**Task description:** Report how many lines in the entries below contain the string "prompts", matching case exactly, and give only the number.

═════ Data ═════

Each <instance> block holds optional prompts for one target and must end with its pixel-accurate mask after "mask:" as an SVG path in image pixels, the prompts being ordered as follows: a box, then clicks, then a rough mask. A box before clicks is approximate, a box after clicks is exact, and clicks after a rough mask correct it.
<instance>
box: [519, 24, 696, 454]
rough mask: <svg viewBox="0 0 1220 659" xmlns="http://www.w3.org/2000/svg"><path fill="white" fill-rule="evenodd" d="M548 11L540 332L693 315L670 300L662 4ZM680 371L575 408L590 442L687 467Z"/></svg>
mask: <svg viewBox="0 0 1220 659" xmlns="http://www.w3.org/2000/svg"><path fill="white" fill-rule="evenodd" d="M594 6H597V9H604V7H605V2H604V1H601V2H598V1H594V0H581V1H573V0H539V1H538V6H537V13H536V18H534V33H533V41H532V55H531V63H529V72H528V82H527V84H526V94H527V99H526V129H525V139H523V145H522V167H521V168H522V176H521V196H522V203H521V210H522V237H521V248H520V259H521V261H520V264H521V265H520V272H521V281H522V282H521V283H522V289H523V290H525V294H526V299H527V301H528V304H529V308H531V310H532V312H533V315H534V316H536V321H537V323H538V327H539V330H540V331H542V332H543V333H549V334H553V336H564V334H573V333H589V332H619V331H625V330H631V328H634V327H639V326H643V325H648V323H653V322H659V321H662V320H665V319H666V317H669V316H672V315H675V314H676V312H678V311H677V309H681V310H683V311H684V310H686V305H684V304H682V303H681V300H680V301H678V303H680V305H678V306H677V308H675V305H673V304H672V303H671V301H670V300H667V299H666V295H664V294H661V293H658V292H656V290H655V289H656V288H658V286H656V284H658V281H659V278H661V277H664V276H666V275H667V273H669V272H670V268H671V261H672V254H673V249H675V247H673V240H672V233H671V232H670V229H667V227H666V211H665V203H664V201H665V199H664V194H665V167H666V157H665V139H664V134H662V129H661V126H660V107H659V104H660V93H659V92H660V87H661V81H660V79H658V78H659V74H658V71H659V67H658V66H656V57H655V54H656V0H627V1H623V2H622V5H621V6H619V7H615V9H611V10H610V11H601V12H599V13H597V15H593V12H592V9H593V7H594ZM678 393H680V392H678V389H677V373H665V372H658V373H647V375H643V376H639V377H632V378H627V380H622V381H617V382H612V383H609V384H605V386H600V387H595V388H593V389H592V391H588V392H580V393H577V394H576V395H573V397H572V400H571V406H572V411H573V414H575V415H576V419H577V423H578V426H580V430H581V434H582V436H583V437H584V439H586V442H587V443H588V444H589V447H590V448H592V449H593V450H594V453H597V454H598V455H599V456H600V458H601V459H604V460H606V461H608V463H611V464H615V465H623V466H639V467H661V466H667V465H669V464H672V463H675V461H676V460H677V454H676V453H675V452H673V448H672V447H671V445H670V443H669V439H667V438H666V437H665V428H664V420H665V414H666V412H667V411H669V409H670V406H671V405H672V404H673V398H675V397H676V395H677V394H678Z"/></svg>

═════
═════ Data ═════

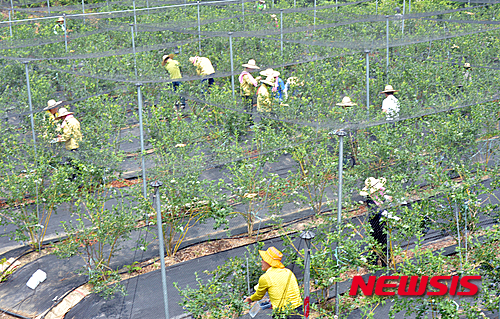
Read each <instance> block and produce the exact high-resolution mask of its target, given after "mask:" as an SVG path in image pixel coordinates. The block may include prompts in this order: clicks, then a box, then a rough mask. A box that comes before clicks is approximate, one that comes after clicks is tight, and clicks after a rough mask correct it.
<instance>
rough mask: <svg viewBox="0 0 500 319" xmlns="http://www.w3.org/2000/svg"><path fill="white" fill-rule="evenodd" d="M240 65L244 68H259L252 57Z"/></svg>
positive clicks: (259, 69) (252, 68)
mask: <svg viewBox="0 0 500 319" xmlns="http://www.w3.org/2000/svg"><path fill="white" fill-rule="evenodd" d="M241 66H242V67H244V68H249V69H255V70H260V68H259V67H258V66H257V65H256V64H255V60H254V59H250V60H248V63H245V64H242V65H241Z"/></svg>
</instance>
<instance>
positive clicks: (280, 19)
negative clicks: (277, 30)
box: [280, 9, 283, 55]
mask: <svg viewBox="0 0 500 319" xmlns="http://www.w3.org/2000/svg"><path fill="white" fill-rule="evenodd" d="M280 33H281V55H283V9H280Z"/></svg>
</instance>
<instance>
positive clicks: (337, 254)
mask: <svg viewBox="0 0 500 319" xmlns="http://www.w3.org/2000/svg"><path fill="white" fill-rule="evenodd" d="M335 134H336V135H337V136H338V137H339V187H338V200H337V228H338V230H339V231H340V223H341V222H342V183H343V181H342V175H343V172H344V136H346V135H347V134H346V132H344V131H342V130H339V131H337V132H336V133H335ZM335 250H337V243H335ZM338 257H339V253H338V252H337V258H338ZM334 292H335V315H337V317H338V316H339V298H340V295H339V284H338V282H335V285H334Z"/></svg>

═════
═════ Data ═════

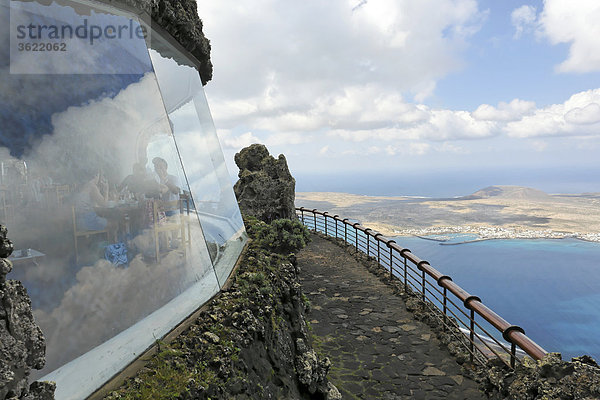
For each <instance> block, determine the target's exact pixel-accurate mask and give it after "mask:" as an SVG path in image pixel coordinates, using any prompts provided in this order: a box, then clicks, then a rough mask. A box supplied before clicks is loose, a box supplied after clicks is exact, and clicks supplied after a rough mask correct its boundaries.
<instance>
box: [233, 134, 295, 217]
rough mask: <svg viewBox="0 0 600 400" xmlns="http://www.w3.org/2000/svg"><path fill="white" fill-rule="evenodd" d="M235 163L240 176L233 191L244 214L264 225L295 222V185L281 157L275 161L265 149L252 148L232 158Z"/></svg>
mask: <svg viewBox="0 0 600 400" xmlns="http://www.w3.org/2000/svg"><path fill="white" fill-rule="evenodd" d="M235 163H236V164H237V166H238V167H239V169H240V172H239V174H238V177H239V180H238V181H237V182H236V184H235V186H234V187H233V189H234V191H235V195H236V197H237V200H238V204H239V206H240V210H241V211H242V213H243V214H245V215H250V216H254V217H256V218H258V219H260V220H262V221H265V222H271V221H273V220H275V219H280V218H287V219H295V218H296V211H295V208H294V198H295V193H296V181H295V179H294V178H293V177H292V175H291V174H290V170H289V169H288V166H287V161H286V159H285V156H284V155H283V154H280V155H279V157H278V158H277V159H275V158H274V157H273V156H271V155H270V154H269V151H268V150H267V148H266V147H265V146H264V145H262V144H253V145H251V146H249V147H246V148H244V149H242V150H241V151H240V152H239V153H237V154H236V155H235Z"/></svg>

═════

**Result below:** 3